==== SELECTED EXTRACT ====

That was a long time ago, sure, but I have since learned many other languages and built many other solutions for companies over the years. For example l, I learned Python and got a job working with ai in education, specifically because I knew that Python was big in the machine learning world, and I wanted to move my career in that general direction.


apfejes t1_j7q4thu wrote

Actually, I don't have a recommendation, unfortunately. There are many different fields in biology, and learning each one can be a few years of work, plus the common foundations - so the question isn't how do you learn but "How much do you need to know to do a specific job?"

Unfortunately, biology is the opposite of programming. Programming is a logical set of tools that build on each other. If you learn arrays, or dictionaries or data structures, you can go out and apply them logically. You can figure out which one will have the best performance in a given situation, and optimization is a logical extension of what you know. You can spend a life time learning, but the basics don't change.

In biology, EVERYTHING is an exception to something else. Learn the entire "biochemical pathway" chart, and then you'll discover than some animals do things differently, or short circuit pieces of it, or just get a specific chemical from their diet and don't need to do a certain part of it. It's all chaos. Biology is the mad hatter's perspective and there's no real guarantee that something is going to work the way you think it should, or the way you were taught. eg. Translation of RNA to protein always begins with a Methionine (AUG codon)... except that sometimes it doesn't. Sometime organisms have found a way to get things started with a missing base, or sometime just that things are wobbly.. or maybe sometimes it's just not at all what you think it's going to be.

That's the rambly way of saying that you'll never know what you need to know until it's too late and you discover something was wrong. For my Masters thesis, I worked on a really slow growing bacteria, and was trying to convince it to do something for months (take up a plasmid so I could knock out a gene). I worked on that system for about a year, and never got it to work. A couple years later, working on a different project, I discovered that the post-doc who set up the system had missed a critical detail: the half life of one of the antibiotics, to which the entire system had been build around, was shorter than the incubation time of the bacteria we were growing. The system could never have worked on that organism, and no amount of work would ever have changed it. I wasted months on that, and never once thought to validate the actual system that had been used by the guy for a year before I started. Who knows what to make of the data he'd recorded.... is it all garbage? I really don't know.

==== RECORDS SHOWN ====

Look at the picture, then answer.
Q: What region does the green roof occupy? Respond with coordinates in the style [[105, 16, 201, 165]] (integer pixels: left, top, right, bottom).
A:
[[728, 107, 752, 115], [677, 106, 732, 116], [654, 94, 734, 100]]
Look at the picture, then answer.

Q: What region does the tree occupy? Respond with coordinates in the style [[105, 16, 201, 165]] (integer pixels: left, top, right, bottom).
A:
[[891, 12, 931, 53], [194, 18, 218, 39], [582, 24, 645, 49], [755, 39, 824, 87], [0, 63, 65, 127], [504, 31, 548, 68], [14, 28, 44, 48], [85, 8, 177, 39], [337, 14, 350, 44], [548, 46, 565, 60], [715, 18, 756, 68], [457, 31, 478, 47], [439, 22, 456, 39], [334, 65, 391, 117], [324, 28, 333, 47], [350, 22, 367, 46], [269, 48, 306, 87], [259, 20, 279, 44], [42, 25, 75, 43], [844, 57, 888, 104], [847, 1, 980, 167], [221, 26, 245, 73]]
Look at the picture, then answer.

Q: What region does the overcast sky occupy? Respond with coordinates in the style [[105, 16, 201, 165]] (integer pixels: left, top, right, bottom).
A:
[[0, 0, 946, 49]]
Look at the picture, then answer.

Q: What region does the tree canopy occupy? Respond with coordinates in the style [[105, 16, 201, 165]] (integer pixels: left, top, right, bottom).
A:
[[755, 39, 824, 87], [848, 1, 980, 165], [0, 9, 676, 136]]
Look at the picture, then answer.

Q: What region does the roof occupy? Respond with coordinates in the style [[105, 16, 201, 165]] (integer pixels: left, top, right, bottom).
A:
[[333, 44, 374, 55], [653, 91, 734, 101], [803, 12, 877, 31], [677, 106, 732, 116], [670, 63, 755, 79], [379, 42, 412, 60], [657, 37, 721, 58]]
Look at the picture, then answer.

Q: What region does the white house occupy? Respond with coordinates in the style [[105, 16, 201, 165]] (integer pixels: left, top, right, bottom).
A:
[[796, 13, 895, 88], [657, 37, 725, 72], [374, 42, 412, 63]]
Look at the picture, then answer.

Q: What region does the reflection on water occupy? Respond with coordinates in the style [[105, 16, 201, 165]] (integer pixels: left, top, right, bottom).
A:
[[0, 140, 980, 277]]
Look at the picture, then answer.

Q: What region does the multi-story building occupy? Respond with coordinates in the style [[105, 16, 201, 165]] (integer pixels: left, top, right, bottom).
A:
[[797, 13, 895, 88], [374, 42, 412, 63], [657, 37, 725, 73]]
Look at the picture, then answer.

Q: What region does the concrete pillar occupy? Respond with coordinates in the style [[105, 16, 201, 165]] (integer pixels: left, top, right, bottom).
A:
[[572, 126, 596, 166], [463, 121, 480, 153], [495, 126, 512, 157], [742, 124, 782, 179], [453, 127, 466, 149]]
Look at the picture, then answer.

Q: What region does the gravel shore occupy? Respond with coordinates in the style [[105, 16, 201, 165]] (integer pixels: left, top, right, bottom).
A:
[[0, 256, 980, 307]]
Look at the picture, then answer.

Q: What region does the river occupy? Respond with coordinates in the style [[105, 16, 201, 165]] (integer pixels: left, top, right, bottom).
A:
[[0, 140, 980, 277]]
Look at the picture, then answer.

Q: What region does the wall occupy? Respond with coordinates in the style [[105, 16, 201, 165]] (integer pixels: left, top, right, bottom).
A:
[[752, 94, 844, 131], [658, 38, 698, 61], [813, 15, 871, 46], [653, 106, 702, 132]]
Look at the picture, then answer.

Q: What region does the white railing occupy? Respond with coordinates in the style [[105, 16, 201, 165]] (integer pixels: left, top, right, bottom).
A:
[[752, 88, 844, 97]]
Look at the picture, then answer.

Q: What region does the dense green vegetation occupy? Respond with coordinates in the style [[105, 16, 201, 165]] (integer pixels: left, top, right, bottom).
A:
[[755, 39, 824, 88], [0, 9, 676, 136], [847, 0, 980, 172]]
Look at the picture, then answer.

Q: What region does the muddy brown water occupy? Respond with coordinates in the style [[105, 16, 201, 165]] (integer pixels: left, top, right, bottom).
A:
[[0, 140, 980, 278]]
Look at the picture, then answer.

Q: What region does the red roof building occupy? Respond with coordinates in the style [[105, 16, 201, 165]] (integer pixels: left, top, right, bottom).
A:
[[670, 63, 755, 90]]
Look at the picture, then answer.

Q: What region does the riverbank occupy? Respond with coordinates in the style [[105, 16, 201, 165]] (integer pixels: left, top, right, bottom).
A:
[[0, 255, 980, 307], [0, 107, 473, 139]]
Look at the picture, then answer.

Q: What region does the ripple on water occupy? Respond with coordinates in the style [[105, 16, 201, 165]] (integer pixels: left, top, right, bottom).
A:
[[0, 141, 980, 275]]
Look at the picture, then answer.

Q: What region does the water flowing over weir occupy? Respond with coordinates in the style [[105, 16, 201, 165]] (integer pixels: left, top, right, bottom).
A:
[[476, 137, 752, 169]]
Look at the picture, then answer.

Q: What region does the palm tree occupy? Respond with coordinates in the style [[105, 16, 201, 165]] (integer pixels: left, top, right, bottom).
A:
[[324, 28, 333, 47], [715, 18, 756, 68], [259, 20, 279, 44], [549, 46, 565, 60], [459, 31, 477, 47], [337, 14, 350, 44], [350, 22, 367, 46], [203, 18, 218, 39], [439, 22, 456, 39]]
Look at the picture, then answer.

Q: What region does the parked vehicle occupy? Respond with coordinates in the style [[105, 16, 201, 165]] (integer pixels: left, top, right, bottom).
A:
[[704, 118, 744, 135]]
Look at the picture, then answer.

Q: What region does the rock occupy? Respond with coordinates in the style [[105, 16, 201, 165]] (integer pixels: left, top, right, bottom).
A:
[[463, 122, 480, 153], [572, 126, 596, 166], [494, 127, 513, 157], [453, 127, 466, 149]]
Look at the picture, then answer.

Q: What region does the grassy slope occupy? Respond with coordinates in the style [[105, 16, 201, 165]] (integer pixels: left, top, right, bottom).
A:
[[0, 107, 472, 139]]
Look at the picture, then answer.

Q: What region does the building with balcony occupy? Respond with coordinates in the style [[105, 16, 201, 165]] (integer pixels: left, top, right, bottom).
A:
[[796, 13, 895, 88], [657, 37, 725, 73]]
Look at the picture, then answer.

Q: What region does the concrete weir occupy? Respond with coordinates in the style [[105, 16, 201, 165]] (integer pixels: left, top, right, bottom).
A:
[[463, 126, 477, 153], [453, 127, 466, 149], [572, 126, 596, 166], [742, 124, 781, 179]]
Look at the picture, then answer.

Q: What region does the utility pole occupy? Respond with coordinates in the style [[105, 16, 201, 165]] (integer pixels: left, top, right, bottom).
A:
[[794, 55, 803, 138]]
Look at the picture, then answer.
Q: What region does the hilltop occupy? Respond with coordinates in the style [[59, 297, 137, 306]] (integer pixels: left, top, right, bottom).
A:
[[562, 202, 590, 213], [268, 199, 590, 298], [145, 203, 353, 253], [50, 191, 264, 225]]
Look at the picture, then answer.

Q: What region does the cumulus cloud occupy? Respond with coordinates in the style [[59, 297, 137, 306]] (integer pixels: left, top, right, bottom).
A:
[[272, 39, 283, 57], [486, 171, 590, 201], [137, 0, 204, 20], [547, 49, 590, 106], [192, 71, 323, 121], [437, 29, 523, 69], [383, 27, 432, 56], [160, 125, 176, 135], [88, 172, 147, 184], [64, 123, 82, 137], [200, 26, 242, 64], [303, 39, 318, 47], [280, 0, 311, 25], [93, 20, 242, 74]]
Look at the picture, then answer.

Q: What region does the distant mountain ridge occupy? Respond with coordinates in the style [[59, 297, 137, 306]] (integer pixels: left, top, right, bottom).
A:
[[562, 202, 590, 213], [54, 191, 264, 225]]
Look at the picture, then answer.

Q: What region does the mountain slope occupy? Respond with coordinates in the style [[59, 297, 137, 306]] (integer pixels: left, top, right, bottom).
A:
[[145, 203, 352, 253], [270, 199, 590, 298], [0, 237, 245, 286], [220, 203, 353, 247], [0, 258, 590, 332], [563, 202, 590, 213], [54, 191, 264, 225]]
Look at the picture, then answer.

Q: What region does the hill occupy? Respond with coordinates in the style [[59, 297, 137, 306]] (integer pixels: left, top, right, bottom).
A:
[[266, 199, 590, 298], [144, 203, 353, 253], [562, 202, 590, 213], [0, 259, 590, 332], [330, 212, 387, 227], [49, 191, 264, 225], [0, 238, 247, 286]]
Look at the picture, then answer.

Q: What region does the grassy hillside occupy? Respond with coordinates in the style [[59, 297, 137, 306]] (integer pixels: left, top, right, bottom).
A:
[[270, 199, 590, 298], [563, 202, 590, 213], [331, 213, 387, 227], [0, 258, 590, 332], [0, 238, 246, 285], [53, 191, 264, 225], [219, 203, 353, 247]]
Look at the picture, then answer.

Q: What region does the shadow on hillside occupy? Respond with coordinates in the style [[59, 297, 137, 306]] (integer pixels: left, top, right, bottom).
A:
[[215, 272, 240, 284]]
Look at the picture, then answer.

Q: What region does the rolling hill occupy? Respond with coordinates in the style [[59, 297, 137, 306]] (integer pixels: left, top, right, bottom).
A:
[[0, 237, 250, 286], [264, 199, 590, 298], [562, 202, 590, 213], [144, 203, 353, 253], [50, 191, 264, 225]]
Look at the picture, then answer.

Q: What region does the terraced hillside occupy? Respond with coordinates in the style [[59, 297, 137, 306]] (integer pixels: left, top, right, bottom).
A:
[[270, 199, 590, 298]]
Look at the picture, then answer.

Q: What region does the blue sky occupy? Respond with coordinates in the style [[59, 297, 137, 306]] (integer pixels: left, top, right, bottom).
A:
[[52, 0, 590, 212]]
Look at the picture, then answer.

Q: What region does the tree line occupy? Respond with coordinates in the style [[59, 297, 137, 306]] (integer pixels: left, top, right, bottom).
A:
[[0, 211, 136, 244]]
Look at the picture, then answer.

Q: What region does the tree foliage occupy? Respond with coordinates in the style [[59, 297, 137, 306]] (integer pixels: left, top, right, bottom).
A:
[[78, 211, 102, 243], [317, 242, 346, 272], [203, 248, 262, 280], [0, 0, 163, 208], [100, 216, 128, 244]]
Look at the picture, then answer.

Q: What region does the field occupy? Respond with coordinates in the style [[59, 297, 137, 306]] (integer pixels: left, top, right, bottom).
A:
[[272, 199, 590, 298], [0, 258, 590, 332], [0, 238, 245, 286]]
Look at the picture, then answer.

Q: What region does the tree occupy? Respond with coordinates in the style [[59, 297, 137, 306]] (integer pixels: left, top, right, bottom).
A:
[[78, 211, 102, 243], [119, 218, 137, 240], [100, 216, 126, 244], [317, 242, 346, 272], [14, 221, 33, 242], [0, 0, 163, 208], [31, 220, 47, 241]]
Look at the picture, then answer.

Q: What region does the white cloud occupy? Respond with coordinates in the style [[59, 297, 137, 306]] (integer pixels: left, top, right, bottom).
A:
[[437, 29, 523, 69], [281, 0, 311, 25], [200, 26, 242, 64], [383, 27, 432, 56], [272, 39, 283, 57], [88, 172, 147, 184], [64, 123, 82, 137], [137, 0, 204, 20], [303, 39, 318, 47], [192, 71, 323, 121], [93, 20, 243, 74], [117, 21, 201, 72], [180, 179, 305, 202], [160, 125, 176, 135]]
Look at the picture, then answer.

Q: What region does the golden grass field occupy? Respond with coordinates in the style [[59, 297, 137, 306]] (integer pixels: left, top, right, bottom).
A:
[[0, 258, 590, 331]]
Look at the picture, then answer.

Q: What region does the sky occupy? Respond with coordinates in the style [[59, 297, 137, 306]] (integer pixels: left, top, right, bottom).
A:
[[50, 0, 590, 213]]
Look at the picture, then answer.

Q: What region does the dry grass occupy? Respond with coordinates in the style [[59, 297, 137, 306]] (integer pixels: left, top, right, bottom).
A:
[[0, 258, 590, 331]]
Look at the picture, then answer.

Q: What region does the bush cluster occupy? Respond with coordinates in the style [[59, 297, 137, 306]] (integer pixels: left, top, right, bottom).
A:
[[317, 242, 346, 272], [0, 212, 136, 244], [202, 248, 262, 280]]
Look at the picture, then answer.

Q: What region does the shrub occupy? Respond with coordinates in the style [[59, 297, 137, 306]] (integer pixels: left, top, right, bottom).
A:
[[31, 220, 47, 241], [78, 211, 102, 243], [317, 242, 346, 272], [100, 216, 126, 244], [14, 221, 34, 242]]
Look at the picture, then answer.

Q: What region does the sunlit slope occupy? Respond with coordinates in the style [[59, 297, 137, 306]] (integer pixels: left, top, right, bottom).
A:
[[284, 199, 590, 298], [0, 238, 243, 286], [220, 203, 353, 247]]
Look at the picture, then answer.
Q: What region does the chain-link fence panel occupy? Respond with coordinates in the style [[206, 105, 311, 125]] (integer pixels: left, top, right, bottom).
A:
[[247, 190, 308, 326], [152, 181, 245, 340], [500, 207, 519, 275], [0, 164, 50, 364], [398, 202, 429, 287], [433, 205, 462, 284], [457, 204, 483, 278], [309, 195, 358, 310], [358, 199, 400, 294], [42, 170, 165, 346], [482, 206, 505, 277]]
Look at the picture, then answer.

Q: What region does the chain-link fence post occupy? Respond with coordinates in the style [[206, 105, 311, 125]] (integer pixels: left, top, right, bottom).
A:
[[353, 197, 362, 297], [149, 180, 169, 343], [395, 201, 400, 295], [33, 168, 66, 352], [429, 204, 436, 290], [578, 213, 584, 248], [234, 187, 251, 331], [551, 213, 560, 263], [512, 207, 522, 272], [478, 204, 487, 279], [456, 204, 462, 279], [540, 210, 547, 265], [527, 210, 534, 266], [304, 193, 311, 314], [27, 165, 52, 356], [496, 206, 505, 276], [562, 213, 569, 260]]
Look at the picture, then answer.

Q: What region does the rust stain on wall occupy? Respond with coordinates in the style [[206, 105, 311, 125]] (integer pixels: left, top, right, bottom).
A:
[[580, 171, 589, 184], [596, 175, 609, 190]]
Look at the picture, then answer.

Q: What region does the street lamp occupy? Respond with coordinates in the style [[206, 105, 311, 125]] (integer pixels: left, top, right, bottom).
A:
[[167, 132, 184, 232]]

====

*EXERCISE 1*: In the forum excerpt, what was the half life of one of the antibiotics found to be shorter than?
*EXERCISE 2*: Write out the forum excerpt from the words "That was a long" up to and including the words "that general direction.".
The records can be set aside.

*WRITTEN REPLY 1*: The incubation time of the bacteria being grown.

*WRITTEN REPLY 2*:
That was a long time ago, sure, but I have since learned many other languages and built many other solutions for companies over the years. For example l, I learned Python and got a job working with ai in education, specifically because I knew that Python was big in the machine learning world, and I wanted to move my career in that general direction.